# Work instruction:
Only the lines from the start of the data through the one containing "Target: fern" belong in your answer; return them exactly.

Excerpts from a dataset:
+---+
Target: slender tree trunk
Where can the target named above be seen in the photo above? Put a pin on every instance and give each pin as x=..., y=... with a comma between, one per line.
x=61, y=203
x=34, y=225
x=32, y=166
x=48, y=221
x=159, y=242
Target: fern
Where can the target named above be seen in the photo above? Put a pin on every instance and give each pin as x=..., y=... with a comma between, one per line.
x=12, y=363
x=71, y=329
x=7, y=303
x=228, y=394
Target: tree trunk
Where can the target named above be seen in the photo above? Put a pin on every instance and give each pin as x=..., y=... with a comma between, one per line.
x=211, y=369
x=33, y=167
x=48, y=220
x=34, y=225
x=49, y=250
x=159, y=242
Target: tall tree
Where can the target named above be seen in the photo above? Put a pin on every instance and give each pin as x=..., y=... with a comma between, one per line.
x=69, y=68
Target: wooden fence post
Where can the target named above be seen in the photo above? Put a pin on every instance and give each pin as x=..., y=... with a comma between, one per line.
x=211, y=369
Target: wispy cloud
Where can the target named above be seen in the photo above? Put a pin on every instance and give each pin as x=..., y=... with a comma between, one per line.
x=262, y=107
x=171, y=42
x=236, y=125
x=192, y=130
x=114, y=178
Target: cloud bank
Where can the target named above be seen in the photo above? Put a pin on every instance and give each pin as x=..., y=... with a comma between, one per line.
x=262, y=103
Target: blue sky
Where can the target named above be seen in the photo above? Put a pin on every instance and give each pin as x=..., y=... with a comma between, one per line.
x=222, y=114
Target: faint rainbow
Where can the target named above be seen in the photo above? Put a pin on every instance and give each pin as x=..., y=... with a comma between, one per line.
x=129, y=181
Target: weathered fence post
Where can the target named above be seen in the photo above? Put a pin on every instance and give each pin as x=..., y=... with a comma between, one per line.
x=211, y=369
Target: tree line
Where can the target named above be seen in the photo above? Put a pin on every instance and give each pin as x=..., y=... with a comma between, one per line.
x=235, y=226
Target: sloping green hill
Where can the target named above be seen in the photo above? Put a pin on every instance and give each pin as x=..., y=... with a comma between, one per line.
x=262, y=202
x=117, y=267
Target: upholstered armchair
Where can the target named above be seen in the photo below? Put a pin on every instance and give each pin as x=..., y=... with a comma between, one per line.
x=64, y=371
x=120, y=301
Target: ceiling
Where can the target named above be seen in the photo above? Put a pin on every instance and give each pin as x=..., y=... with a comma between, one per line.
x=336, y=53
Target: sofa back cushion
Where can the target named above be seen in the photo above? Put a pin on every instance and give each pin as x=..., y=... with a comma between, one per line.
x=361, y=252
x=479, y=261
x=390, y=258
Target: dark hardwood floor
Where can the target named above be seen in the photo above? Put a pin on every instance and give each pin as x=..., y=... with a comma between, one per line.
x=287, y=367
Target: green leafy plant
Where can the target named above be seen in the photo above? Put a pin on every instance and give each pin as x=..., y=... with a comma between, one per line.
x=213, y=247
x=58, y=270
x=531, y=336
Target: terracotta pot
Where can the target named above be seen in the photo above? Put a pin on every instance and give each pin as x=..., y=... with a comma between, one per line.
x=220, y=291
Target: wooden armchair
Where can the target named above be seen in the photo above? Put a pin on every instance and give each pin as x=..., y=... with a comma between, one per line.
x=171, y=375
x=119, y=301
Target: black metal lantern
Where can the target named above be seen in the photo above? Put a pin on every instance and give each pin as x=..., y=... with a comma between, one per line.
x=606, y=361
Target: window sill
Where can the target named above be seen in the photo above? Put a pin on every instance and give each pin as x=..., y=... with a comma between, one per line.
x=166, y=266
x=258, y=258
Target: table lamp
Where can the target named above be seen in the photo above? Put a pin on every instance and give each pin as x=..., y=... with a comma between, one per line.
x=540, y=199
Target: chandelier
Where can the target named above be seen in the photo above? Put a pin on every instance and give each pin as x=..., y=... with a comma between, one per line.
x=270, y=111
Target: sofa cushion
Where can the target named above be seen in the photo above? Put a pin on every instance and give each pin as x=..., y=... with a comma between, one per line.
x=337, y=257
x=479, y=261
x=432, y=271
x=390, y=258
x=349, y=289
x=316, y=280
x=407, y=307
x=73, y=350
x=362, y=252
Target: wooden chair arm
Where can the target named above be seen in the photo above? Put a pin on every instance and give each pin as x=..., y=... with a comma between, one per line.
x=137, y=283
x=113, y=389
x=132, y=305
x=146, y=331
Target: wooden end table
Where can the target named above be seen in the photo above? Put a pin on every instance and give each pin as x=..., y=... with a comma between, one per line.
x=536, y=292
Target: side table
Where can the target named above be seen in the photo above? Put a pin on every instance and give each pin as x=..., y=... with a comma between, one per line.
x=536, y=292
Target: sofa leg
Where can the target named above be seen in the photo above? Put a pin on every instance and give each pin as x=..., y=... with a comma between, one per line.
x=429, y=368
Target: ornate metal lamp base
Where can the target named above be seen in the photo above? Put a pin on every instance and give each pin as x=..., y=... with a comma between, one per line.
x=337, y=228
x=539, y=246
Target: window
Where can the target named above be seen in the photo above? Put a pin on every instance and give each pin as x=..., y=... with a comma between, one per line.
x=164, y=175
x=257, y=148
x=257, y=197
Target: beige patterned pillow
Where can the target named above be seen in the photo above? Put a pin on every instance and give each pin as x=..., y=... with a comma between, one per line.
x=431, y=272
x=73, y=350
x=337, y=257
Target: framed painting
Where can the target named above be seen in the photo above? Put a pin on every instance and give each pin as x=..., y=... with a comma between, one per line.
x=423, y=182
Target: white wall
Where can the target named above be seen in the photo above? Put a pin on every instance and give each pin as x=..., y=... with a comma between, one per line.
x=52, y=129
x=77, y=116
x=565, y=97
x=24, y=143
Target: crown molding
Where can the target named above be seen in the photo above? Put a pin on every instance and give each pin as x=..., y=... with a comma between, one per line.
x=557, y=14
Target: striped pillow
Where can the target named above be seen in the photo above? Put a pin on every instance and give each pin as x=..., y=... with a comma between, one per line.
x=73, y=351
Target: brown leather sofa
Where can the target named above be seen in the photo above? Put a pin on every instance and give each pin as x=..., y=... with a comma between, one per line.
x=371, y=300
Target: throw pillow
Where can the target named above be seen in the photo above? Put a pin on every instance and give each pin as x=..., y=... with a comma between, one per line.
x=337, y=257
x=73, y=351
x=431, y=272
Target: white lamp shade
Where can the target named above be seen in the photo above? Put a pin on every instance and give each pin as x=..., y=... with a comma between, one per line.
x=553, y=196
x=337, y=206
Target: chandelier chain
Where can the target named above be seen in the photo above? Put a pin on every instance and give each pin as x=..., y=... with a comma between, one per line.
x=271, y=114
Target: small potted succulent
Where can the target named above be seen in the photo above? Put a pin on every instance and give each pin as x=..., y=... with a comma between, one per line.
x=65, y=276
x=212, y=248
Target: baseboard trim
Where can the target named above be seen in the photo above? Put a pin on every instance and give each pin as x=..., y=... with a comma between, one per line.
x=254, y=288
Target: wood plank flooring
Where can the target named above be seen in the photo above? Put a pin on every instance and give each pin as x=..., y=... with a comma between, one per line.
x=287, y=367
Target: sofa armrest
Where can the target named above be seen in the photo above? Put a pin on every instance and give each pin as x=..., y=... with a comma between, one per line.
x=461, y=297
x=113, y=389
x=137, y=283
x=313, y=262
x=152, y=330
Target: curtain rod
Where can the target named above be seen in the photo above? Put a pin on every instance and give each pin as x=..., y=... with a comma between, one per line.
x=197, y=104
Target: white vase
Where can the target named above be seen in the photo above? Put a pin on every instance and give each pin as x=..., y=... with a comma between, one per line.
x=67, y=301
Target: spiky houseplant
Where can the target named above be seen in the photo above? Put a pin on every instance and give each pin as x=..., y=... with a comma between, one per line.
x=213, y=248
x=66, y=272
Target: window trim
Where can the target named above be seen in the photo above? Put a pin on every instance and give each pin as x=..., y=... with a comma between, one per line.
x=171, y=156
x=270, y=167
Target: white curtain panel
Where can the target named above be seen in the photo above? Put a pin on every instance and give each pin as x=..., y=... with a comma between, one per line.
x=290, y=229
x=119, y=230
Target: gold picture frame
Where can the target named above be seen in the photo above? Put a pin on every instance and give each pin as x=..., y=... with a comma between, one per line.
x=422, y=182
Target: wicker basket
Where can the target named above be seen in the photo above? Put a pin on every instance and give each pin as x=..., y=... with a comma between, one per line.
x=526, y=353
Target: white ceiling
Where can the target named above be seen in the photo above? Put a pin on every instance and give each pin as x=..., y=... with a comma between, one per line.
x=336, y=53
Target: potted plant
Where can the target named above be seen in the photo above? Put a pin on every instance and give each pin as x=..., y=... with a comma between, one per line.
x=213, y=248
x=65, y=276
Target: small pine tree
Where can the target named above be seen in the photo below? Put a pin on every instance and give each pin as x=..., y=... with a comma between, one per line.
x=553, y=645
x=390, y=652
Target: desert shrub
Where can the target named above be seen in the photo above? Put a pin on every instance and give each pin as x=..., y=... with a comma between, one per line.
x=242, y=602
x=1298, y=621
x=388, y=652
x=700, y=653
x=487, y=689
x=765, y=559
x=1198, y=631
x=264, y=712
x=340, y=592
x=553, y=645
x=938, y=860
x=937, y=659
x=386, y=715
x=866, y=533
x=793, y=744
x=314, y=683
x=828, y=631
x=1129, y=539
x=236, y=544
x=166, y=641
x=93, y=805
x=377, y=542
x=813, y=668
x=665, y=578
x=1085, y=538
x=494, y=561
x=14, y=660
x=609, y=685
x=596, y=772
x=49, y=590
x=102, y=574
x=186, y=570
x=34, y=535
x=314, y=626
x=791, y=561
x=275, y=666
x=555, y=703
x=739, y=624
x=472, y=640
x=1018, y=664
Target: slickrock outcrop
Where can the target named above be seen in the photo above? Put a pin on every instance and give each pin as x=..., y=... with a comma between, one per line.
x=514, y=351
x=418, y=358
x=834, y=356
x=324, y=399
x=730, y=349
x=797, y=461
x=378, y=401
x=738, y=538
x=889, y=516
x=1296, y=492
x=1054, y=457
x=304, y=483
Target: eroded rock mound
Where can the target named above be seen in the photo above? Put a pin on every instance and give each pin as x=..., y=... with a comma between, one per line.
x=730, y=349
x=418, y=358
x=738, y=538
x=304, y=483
+---+
# Finished exercise:
Target: slender tree trunk
Where can the target named above be seen in the photo above? Put a pin on every instance and give each pin as x=..., y=... with a comma between, one per line.
x=61, y=203
x=34, y=225
x=32, y=166
x=48, y=221
x=159, y=242
Target: fern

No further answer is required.